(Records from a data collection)
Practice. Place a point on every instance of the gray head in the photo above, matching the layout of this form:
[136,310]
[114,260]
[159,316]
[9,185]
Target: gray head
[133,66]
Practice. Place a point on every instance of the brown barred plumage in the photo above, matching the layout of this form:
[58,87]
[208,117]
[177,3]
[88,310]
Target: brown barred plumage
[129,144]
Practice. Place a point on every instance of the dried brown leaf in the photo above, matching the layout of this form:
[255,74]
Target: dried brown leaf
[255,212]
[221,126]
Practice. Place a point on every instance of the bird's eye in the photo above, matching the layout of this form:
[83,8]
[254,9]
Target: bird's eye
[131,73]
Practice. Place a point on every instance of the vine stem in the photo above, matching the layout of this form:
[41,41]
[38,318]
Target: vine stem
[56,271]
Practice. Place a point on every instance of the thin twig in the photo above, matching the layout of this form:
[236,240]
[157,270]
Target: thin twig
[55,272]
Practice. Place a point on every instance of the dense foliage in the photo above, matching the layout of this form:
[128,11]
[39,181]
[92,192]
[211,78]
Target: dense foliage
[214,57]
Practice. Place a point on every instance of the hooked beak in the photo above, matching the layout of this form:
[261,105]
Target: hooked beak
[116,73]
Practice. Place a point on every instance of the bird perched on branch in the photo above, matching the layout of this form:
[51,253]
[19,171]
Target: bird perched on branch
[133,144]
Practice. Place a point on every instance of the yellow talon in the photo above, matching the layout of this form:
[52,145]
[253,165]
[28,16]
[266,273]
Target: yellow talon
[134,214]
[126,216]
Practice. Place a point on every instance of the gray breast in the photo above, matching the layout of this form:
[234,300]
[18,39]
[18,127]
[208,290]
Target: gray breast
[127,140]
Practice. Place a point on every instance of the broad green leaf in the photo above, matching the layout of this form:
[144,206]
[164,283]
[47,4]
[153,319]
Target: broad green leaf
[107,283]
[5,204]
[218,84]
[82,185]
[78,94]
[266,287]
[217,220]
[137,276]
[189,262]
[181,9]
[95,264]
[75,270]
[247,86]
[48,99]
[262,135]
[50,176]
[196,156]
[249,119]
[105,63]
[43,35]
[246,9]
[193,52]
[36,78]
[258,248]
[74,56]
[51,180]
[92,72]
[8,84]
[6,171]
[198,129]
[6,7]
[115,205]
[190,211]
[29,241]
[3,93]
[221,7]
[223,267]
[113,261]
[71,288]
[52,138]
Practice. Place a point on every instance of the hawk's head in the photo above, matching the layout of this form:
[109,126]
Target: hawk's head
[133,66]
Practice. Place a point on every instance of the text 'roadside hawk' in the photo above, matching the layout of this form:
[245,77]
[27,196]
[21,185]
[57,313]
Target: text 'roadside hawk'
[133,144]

...

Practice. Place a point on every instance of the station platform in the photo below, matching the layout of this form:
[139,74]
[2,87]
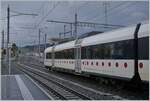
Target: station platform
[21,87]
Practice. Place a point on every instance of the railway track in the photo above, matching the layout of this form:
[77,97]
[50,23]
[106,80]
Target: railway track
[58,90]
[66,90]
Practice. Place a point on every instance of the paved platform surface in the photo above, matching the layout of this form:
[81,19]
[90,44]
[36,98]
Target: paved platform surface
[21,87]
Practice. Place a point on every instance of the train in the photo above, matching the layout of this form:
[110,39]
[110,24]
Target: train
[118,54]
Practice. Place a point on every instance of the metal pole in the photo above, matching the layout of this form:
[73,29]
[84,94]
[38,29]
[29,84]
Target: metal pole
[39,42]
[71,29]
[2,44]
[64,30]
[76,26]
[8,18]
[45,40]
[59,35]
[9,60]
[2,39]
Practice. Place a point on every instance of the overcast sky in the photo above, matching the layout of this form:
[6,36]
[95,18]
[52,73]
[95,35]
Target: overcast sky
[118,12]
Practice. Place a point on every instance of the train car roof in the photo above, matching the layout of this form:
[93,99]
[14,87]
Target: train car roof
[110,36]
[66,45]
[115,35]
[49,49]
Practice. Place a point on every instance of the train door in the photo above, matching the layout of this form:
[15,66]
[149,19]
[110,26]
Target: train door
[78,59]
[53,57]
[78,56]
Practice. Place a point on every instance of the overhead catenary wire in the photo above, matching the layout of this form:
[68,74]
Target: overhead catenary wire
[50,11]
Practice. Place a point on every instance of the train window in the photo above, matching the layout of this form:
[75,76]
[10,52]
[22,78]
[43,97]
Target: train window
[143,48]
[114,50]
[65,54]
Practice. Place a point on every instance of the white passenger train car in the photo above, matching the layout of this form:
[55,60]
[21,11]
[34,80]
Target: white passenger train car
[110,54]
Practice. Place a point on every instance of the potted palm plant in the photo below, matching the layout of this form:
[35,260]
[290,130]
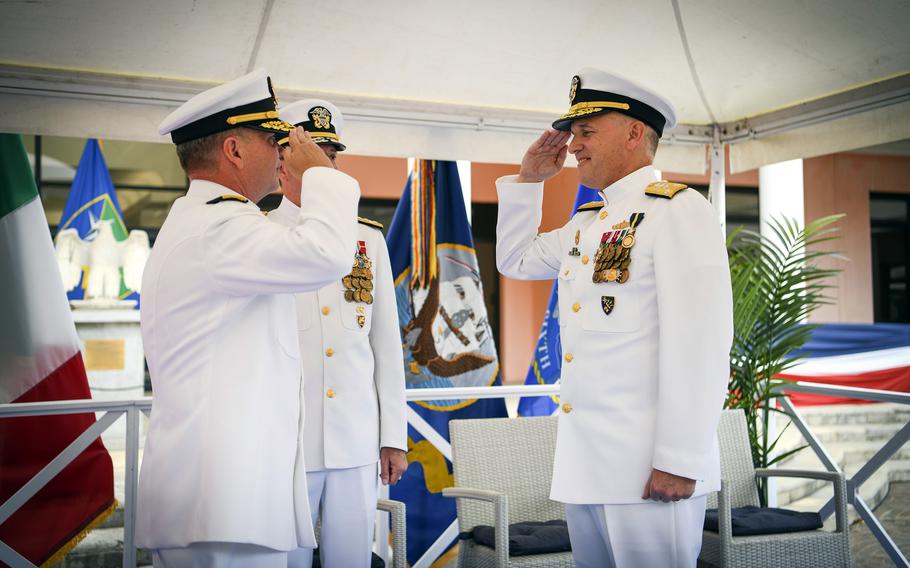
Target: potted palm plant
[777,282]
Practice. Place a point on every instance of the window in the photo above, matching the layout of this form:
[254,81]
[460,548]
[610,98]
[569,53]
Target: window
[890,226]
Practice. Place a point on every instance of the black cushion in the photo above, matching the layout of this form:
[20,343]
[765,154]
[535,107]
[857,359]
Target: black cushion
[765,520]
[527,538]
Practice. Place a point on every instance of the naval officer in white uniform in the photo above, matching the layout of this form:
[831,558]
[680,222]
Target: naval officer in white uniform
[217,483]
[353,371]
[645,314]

What is needed: Please copy every line of the data that carries the string "below".

Your solution:
Practice. Place a point on every instance of the station platform in the photo below, matching the layout of this form:
Practice. Place a point on every instance of the potted palm plant in the photo below, matching the layout of this form:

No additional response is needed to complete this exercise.